— start of Material for this task —

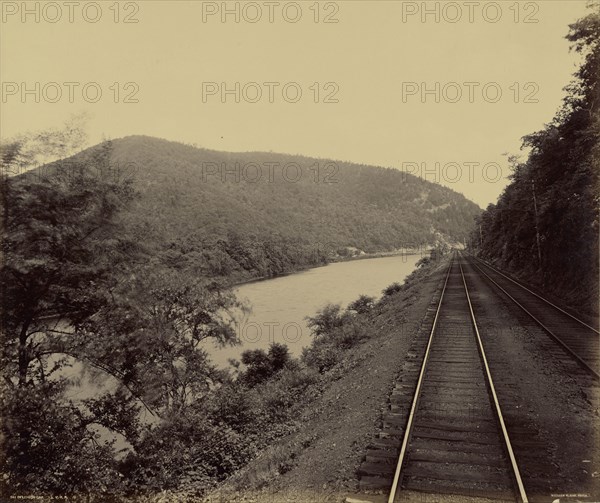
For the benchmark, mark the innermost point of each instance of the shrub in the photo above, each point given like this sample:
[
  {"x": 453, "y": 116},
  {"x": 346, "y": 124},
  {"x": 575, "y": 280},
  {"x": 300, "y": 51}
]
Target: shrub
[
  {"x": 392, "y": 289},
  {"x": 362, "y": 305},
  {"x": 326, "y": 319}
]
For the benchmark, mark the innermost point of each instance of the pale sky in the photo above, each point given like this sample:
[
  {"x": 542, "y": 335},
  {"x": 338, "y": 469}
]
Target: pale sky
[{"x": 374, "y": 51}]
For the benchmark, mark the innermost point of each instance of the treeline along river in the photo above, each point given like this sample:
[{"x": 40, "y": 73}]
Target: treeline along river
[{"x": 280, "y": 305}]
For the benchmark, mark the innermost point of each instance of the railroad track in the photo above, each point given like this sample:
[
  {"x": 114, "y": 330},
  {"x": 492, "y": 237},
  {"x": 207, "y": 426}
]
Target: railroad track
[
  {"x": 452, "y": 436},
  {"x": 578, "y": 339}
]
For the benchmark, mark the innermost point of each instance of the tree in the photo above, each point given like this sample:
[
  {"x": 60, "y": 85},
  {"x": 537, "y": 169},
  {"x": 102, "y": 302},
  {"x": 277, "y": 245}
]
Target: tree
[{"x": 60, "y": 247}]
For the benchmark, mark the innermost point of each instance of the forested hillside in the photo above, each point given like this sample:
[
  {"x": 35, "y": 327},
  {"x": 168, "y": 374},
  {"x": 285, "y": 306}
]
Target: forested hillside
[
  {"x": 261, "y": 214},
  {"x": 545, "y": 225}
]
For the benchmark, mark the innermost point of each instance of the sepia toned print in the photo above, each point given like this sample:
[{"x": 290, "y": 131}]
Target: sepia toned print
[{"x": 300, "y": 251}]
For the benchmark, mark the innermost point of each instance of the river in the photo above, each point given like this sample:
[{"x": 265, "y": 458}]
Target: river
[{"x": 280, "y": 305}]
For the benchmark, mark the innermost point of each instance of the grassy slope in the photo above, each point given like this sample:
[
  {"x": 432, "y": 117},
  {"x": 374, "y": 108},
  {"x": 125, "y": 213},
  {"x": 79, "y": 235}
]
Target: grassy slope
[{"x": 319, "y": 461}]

— end of Material for this task —

◆ **Given task**
Reproduce all of the records above with every "innermost point" changed to "most central point" and nothing else altered, and leave the pictures out.

◆ **Task result**
For the benchmark, mark the most central point of each instance of the shrub in the photo above, each point given like this sample:
[
  {"x": 453, "y": 116},
  {"x": 346, "y": 124},
  {"x": 575, "y": 280},
  {"x": 300, "y": 51}
]
Target: shrub
[
  {"x": 392, "y": 289},
  {"x": 362, "y": 305},
  {"x": 326, "y": 319}
]
For the benchmark, mark the most central point of each instance of the pale sky in the photo above, each point given like this sample:
[
  {"x": 542, "y": 335},
  {"x": 338, "y": 469}
]
Target: pale sky
[{"x": 374, "y": 51}]
For the benchmark, mark the most central point of each instance of the treeline along river in the photo above, each point given like this sample:
[{"x": 40, "y": 73}]
Target: treeline along river
[{"x": 280, "y": 305}]
For the benchmark, mark the most central point of each instance of the railroad track in the photo above, each point given like this sample:
[
  {"x": 114, "y": 330},
  {"x": 492, "y": 237},
  {"x": 207, "y": 426}
]
Target: railroad track
[
  {"x": 452, "y": 436},
  {"x": 578, "y": 339}
]
For the benchmark, mark the most central point of each instance of the tree in the photo above, each point given like this sample:
[
  {"x": 60, "y": 85},
  {"x": 537, "y": 169},
  {"x": 102, "y": 302},
  {"x": 277, "y": 245}
]
Target: tree
[{"x": 60, "y": 247}]
For the benchmark, mark the most central point of each instance of the forested hillside in the photo above, each point given like this sample:
[
  {"x": 35, "y": 327},
  {"x": 168, "y": 374},
  {"x": 285, "y": 306}
]
Target: forested hillside
[
  {"x": 261, "y": 214},
  {"x": 545, "y": 225}
]
For the benchmark, mark the most central point of each instance of the sepia toned print in the photo above, each point given like this sample:
[{"x": 290, "y": 131}]
Target: sepia toned print
[{"x": 300, "y": 251}]
For the benchmark, mark the most central point of each instance of the river in the photo above, each point given like this sample:
[{"x": 265, "y": 458}]
Target: river
[{"x": 280, "y": 305}]
For the benchmark, mark the most central point of each instance of the grassy slope in the photo above, each point given like this sample:
[
  {"x": 432, "y": 117},
  {"x": 374, "y": 108},
  {"x": 125, "y": 213},
  {"x": 79, "y": 235}
]
Target: grassy slope
[{"x": 319, "y": 461}]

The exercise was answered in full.